» EXERCISE DESCRIPTION
Leaving out the images, transcribe every record below exactly.
== MATERIAL PROVIDED
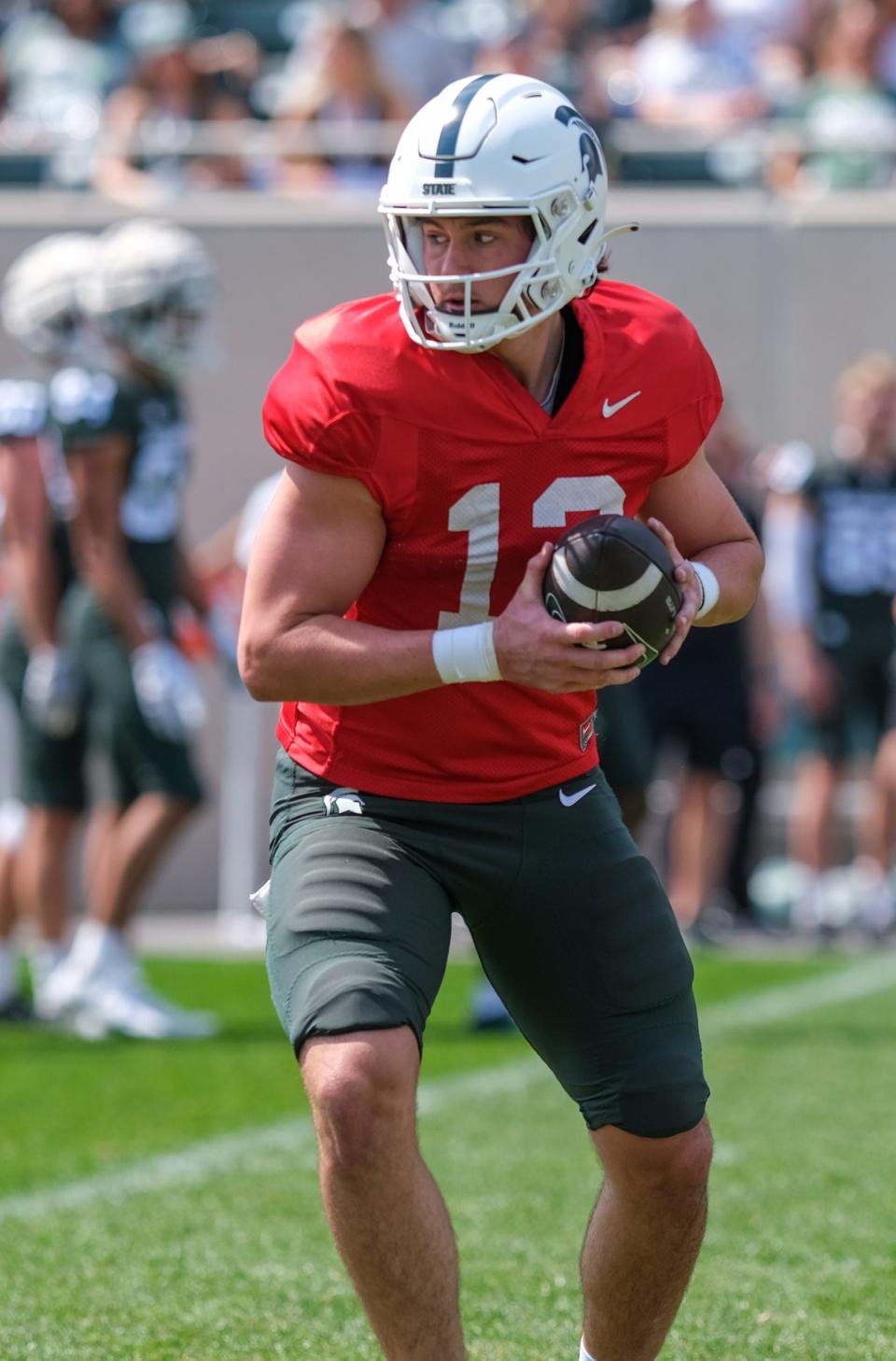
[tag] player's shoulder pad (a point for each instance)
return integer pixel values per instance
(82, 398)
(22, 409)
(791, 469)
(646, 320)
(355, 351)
====
» RESPONSE AREA
[tag] player's shoulder pad (a point for each instance)
return integer pixel values per instance
(82, 398)
(22, 409)
(791, 469)
(646, 320)
(355, 351)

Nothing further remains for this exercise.